Audio Archive

Bodeen, Jim

Beginning in all.
Not one short cut
to get to my bus.

Five years ago I was given a word, Storypath/Cuentocamino. Two slammed-together nouns in English and Spanish. No handbook, no definition. I left classroom teaching after 33 years where I had a dual life with teaching and poetry. I carry a notebook and a camera and write everyday. Writing poems, taking testimony, and documentary photography is what I’ve been doing. Storypath/Cuentocamino has taken me inside a rancho, La Cuestita, Michoacán, Mexico; El Salvador where I spent a month walking with Lutheran Bishop Medardo Gómez, called the Bishop of Peace. I rode the Peace Train from Meridian, Mississippi to Washington, DC. I have been to Honduras, invited by people representing Pure Water for the World, and Adelante, a micro-lending program primarily for women. I return to La Cuestita on a regular basis. My wife and I have traveled the length of Vietnam, where we began our relationship in letters over 40 years ago, when I worked in medical evacuation at the 85th Evac Hospital.

Storypath/Cuentocamino is taking me into deeper explorations of testimony/testimonio, witnessing, and the relationship of poetry and listening. I’m not an expert in anything. I’m a beginner. In Spanish the word is principiante.

I have made numerous short retreats to Holden Village, an ecumenical Lutheran Retreat Center/former mining town, above Lake Chelan where I have given short workshops and participated in extended conversations involving poetry, prayer, and listening.

■ Work request:
Decide whether each statement agrees with the Audio Archive text, answering yes or no and quoting the deciding words: (a) the writer left classroom teaching after 33 years; (b) the writer spent a month in Honduras walking with Bishop Medardo Gómez; (c) Holden Village lies above Lake Chelan.

■ Supplied information:

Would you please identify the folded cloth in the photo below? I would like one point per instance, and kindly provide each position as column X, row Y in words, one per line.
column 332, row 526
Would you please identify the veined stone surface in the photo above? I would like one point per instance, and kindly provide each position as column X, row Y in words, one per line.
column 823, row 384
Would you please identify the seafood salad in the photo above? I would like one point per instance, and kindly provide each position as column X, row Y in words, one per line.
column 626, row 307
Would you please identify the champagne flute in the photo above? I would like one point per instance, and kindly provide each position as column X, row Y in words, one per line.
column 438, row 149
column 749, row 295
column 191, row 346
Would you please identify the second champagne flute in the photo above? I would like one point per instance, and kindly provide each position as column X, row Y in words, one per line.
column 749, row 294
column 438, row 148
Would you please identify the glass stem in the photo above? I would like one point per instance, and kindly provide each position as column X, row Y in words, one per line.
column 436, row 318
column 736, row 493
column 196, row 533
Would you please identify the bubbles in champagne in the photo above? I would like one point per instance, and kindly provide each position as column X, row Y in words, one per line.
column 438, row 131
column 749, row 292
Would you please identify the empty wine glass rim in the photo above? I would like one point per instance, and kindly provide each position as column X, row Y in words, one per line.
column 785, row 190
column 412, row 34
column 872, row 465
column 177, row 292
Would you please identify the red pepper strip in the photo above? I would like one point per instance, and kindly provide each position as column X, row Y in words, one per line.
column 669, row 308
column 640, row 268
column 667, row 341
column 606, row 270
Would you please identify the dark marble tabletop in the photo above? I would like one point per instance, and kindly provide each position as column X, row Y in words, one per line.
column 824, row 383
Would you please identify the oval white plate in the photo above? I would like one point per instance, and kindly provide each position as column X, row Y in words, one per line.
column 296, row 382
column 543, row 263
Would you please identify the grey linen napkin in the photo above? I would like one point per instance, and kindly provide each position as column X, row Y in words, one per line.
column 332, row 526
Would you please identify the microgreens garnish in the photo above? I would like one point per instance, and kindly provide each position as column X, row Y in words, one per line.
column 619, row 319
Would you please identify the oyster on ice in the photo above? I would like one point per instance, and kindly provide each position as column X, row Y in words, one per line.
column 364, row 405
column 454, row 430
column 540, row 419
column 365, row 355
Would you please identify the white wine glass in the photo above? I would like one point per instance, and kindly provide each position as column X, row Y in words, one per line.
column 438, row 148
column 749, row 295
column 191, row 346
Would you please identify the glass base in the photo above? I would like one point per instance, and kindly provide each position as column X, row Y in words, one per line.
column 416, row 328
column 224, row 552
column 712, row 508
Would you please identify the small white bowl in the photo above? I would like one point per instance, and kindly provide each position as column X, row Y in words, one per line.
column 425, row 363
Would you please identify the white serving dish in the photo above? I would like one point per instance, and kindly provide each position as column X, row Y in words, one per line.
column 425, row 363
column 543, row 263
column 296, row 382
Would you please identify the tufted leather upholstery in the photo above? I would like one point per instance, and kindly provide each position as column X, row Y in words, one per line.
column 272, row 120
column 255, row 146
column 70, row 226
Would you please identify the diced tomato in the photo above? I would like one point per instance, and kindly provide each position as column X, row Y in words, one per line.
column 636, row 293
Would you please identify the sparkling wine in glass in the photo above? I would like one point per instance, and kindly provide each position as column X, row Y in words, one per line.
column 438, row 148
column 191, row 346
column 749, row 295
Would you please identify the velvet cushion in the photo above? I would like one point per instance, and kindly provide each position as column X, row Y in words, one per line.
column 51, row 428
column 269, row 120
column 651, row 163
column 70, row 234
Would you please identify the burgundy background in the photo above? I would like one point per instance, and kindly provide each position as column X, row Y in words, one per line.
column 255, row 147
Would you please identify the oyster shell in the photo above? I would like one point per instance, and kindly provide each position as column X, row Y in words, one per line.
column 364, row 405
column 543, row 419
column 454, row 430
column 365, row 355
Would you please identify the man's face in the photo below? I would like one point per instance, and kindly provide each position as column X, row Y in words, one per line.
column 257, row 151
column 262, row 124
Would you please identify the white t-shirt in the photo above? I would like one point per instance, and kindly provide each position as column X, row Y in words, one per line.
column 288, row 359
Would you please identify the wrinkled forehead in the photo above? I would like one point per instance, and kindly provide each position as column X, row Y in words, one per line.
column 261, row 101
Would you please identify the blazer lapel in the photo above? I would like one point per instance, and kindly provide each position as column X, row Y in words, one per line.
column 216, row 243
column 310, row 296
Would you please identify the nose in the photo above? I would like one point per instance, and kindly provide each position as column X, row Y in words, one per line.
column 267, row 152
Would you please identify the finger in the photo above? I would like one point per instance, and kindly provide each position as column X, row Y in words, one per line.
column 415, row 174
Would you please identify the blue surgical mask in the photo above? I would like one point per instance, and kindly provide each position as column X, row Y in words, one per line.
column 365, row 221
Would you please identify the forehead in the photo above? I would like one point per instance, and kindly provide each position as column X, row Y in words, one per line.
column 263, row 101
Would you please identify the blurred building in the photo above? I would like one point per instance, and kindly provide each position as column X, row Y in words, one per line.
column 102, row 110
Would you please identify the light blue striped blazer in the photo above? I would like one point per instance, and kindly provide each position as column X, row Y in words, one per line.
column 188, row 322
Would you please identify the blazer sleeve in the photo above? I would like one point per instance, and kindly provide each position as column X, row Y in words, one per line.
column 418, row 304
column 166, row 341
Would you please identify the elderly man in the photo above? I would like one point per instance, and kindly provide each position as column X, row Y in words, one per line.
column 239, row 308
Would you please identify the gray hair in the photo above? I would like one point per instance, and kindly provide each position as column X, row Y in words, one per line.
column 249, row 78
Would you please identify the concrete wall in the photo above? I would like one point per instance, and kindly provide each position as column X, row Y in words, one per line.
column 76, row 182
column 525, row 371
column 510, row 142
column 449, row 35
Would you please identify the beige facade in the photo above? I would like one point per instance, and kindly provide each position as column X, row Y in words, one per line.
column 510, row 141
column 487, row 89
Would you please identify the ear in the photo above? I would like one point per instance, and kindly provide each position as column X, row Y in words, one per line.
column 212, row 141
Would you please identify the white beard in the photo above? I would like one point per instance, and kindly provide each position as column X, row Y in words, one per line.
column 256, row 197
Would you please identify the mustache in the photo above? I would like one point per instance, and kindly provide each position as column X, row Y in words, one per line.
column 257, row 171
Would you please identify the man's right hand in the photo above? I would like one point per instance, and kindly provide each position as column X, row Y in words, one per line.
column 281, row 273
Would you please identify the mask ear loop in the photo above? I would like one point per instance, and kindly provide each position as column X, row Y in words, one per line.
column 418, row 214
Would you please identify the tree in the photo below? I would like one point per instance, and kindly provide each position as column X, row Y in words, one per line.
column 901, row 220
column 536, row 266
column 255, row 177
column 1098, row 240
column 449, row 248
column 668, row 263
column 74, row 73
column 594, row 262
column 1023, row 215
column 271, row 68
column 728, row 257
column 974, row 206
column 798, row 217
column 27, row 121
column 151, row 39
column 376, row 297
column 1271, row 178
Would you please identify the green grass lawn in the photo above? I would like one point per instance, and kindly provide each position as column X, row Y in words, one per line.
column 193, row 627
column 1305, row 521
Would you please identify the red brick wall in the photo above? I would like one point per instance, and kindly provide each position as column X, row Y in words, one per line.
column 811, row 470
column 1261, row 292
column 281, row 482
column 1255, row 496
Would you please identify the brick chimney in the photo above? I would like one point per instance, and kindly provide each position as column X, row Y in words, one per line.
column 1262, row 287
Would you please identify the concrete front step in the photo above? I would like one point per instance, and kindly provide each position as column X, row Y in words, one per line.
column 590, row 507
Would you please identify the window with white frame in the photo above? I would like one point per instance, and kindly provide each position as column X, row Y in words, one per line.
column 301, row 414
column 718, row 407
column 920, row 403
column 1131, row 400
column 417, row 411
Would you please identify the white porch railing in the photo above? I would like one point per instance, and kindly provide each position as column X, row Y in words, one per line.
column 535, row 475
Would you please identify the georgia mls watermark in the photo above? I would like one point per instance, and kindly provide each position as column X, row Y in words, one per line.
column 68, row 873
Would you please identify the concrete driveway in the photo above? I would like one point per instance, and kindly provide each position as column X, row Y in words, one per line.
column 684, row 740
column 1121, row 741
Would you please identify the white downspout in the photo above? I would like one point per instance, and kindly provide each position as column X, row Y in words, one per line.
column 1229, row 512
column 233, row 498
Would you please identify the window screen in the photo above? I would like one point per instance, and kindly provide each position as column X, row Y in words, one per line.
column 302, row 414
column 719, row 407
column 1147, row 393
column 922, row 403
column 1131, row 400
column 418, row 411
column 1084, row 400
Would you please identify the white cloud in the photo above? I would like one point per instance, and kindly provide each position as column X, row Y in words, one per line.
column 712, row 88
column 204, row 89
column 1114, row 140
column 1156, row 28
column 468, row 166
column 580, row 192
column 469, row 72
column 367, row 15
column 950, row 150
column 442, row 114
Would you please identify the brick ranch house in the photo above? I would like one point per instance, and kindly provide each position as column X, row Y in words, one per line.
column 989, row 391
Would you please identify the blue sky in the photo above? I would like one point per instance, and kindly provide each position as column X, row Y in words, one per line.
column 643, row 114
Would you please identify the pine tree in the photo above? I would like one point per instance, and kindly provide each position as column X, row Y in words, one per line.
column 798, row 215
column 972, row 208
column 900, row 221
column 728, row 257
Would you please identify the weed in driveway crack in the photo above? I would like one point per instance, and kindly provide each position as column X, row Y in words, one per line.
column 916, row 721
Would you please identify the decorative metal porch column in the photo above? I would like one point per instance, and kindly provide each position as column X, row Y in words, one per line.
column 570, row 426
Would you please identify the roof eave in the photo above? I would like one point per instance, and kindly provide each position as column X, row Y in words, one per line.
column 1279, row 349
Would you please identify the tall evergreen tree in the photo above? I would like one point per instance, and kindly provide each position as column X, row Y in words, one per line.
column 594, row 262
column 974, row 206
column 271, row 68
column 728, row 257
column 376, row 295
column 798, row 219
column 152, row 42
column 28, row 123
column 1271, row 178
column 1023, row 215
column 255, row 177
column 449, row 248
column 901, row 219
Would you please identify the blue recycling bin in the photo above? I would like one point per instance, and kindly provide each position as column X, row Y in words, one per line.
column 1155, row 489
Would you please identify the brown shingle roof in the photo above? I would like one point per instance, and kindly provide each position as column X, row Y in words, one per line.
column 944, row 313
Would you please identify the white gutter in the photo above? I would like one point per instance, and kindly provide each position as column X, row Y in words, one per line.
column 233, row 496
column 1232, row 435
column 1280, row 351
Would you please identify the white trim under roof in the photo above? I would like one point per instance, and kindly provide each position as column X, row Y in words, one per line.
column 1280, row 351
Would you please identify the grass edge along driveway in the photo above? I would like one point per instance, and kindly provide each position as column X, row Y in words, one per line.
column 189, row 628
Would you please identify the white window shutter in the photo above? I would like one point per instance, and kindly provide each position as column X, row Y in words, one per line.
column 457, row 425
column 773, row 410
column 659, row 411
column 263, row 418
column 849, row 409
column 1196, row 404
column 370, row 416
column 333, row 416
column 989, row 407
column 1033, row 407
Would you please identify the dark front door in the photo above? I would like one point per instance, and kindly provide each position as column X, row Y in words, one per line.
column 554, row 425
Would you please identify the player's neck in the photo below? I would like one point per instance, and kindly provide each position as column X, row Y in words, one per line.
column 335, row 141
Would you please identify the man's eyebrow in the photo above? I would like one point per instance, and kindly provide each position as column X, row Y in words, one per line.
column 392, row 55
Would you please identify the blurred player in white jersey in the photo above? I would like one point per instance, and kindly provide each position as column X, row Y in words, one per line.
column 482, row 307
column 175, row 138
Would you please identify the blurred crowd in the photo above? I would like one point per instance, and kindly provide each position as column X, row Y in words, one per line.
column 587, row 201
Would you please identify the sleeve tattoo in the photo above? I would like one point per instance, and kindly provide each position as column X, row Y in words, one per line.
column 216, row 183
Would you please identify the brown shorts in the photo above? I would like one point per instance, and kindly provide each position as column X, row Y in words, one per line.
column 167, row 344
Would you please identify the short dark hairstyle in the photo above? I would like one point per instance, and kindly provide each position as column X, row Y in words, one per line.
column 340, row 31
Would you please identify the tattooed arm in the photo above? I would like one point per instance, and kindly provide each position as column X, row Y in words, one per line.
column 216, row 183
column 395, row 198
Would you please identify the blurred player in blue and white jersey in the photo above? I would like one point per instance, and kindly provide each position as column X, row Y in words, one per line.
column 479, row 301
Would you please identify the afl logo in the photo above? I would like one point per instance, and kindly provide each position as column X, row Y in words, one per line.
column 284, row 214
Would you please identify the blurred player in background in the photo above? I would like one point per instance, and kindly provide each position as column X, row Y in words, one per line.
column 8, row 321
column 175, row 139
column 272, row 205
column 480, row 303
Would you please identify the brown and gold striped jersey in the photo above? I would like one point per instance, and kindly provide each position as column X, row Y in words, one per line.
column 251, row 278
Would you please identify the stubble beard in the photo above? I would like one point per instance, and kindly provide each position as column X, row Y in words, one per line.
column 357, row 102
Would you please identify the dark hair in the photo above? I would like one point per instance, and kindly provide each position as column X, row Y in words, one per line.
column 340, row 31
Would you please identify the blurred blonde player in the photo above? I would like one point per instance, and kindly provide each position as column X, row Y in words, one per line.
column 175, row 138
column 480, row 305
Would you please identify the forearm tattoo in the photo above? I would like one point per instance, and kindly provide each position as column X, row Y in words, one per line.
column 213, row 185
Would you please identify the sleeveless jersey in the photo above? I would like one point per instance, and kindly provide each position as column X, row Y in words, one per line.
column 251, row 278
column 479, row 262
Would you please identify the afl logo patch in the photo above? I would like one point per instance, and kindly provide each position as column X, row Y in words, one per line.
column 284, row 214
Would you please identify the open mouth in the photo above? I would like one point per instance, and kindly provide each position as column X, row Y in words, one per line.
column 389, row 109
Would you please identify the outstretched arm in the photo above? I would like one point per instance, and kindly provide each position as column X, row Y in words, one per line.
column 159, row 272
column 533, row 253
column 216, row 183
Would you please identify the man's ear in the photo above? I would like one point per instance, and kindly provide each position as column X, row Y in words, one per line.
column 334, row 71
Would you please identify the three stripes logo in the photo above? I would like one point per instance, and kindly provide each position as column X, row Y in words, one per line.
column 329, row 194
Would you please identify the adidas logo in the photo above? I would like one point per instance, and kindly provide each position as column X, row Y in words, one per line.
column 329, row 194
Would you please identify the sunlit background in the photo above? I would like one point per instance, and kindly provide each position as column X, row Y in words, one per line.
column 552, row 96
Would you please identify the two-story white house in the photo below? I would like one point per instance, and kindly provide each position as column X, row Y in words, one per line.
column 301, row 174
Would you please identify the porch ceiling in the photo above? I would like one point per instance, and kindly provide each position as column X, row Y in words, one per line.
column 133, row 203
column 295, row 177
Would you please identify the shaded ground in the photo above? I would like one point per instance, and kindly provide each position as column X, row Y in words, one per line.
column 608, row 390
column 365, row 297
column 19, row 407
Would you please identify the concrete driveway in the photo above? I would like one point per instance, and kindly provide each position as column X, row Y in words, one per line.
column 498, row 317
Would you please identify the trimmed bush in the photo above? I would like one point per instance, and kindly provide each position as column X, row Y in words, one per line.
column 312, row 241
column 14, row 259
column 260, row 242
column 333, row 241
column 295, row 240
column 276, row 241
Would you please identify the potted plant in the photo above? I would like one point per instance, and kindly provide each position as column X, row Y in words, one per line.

■ Answer for this exercise:
(a) Yes: "I left classroom teaching after 33 years"
(b) No: "El Salvador where I spent a month walking with Lutheran Bishop Medardo Gómez"
(c) Yes: "Holden Village, an ecumenical Lutheran Retreat Center/former mining town, above Lake Chelan"